Study questions
1. Decide whether each statement below agrees with the season article, answering yes or no and quoting the deciding words: (a) The Hornets finished with a 7–2 mark in conference play. (b) Reggie Barlow was in his first year as head coach. (c) All Hornets football games were broadcast live on WVAS 90.7 FM.
2. Extract the part of the season article starting at "The 2012 Alabama" and ending at "newly-built Hornet Stadium.".

Top of Passage

American college football season

The 2012 Alabama State Hornets football team represented Alabama State University as a member of the East Division of the Southwestern Athletic Conference (SWAC) during 2012 NCAA Division I FCS football season. Led by sixth-year head coach Reggie Barlow, the Hornets compiled an overall record of 7–4 with a mark of 7–2 in conference play. Alabama State played home games in Montgomery, Alabama, at the Cramton Bowl until Thanksgiving Day, when they moved into the newly-built Hornet Stadium.

==Schedule==

| Date | Time | Opponent | Site | TV | Result | Attendance |
| September 2 | 11:00 am | vs. Bethune–Cookman* | Florida Citrus Bowl; Orlando, FL (MEAC/SWAC Challenge); | ESPN | L 28–38 | 17,410 |
| September 8 | 1:00 pm | Mississippi Valley State | Cramton Bowl; Montgomery, AL; |  | W 29–7 | 11,804 |
| September 15 | 4:00 pm | at Grambling State | Eddie Robinson Stadium; Grambling, LA; | SWAC TV | W 19–18 | 8,062 |
| September 20 | 6:30 pm | Arkansas–Pine Bluff | Cramton Bowl; Montgomery, AL; | ESPNU | L 21–24 | 18,110 |
| September 29 | 2:00 pm | at Alcorn State | Casem-Spinks Stadium; Lorman, MS; |  | W 54–14 | 946 |
| October 6 | 1:00 pm | Texas Southern | Cramton Bowl; Montgomery, AL; |  | W 45–0 | 3,356 |
| October 13 | 1:00 pm | Jackson State | Cramton Bowl; Montgomery, AL; |  | L 34–37 | 10,154 |
| October 27 | 2:30 pm | vs. Alabama A&M | Legion Field; Birmingham, AL (Magic City Classic); | ESPNU | W 31–13 | 58,201 |
| November 3 | 1:00 pm | at Prairie View A&M | Edward L. Blackshear Field; Prairie View, TX; |  | W 35–21 | 2,348 |
| November 10 | 6:00 pm | at Southern | Ace W. Mumford Stadium; Baton Rouge, LA; |  | W 31–30 | 14,220 |
| November 22 | 3:00 pm | Tuskegee* | Hornet Stadium; Montgomery, AL (Turkey Day Classic); | ESPNU | L 25–27 | 27,500 |
*Non-conference game; Homecoming; All times are in Central time;

==Media==
All Hornets football games were broadcast live on WVAS 90.7 FM and were streamed on the team's website at bamastatesports.com.

Bottom of Passage
Top of Excerpted data

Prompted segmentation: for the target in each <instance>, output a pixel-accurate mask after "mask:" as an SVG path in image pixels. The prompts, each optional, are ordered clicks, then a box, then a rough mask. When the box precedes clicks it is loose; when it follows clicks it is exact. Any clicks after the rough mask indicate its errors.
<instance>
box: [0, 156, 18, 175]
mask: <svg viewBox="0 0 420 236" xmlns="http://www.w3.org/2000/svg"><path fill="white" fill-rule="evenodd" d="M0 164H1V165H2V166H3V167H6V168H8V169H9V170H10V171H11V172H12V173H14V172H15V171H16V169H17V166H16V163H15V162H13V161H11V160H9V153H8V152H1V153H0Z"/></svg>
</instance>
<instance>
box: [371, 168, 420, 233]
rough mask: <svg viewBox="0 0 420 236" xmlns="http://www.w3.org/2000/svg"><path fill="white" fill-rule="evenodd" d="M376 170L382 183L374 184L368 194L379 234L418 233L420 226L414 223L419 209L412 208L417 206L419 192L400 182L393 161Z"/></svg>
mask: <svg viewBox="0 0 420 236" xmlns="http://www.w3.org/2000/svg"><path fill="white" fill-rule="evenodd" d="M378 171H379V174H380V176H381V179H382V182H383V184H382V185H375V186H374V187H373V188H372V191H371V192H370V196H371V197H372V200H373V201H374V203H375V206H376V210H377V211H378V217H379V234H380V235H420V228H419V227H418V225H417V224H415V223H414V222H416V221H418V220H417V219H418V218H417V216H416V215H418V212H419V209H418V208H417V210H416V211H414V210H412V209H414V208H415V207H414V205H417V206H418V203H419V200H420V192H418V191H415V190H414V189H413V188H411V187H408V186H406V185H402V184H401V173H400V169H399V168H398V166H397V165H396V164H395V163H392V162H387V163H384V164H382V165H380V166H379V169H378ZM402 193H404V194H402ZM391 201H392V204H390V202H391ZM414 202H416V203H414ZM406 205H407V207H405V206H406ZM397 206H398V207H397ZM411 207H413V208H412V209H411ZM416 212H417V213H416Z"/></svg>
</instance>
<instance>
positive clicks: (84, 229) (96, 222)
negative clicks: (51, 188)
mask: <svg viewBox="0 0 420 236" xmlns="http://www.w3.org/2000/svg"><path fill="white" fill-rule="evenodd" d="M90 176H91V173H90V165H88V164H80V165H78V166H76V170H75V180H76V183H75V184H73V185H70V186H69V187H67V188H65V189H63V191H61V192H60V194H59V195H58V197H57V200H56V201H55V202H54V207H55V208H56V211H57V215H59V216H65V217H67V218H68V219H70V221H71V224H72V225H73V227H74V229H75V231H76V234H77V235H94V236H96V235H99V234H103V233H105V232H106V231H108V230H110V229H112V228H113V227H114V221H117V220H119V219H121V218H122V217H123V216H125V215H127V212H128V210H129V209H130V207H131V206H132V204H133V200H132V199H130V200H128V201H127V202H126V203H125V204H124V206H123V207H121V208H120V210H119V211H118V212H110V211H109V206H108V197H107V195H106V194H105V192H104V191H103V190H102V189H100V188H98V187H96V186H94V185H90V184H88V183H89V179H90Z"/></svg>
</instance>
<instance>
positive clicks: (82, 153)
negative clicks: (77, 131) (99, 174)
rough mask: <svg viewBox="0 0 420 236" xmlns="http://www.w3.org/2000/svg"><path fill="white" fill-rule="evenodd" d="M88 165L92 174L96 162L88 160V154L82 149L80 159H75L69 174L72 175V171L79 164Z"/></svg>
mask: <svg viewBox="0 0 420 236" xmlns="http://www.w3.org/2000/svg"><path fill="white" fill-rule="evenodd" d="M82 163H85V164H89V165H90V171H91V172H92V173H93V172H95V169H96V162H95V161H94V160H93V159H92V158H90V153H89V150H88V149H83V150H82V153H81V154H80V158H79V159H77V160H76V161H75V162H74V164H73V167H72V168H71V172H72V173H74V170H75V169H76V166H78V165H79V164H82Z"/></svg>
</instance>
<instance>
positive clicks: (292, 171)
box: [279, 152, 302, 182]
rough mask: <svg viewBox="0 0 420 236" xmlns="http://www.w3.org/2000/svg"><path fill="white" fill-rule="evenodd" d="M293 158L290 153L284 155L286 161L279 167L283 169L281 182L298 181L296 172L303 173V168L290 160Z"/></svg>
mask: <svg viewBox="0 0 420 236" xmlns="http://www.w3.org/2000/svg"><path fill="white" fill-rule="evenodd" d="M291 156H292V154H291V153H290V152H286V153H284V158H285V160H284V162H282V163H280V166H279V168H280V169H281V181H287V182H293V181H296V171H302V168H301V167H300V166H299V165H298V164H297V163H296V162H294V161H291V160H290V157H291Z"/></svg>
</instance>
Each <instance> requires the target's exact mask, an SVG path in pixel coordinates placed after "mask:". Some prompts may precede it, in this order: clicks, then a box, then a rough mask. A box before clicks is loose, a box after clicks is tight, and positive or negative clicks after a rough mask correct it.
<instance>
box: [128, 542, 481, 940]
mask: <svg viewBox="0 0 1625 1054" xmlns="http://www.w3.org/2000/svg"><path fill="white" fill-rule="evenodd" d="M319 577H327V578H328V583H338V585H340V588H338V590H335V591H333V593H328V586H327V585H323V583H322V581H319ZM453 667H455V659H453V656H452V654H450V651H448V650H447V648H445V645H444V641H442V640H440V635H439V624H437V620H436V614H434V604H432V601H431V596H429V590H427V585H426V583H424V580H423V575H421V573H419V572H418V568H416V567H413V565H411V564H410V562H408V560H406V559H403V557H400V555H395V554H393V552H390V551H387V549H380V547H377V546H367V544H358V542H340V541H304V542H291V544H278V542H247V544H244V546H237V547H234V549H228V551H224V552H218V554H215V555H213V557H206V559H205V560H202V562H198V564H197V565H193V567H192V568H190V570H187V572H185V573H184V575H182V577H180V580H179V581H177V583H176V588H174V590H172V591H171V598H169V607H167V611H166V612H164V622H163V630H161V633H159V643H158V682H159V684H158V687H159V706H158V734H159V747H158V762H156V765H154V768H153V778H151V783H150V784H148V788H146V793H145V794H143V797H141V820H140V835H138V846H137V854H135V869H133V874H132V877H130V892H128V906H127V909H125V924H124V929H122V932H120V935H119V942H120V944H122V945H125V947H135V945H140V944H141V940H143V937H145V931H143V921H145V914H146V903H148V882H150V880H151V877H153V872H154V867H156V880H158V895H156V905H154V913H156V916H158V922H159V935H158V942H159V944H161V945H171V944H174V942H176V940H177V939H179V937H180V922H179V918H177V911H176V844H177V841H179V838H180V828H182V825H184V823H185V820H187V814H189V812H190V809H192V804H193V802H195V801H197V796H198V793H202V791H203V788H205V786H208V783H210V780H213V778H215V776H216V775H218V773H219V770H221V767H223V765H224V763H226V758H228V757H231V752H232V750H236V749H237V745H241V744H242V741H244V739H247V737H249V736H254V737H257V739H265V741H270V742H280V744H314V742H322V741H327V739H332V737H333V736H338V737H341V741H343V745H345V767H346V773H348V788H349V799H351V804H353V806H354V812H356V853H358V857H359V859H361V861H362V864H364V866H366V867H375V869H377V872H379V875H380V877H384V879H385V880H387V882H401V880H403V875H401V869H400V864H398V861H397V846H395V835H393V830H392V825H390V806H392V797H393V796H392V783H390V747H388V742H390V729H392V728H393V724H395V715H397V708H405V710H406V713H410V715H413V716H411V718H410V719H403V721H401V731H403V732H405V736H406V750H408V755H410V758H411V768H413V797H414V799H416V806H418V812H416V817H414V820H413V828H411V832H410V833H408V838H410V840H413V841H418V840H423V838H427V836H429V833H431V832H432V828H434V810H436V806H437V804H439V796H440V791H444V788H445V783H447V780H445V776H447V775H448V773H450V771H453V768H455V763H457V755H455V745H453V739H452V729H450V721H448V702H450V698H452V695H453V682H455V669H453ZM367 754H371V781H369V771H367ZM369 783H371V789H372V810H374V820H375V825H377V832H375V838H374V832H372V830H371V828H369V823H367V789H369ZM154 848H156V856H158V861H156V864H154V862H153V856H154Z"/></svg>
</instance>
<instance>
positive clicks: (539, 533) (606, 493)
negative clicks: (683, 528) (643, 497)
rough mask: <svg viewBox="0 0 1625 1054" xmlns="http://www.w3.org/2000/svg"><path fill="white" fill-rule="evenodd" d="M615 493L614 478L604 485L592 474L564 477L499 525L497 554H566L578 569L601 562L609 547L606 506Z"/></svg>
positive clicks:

Bottom of Excerpted data

Solutions by task
1.
(a) Yes: "a mark of 7–2 in conference play".
(b) No: "Led by sixth-year head coach Reggie Barlow".
(c) Yes: "All Hornets football games were broadcast live on WVAS 90.7 FM".

2.
The 2012 Alabama State Hornets football team represented Alabama State University as a member of the East Division of the Southwestern Athletic Conference (SWAC) during 2012 NCAA Division I FCS football season. Led by sixth-year head coach Reggie Barlow, the Hornets compiled an overall record of 7–4 with a mark of 7–2 in conference play. Alabama State played home games in Montgomery, Alabama, at the Cramton Bowl until Thanksgiving Day, when they moved into the newly-built Hornet Stadium.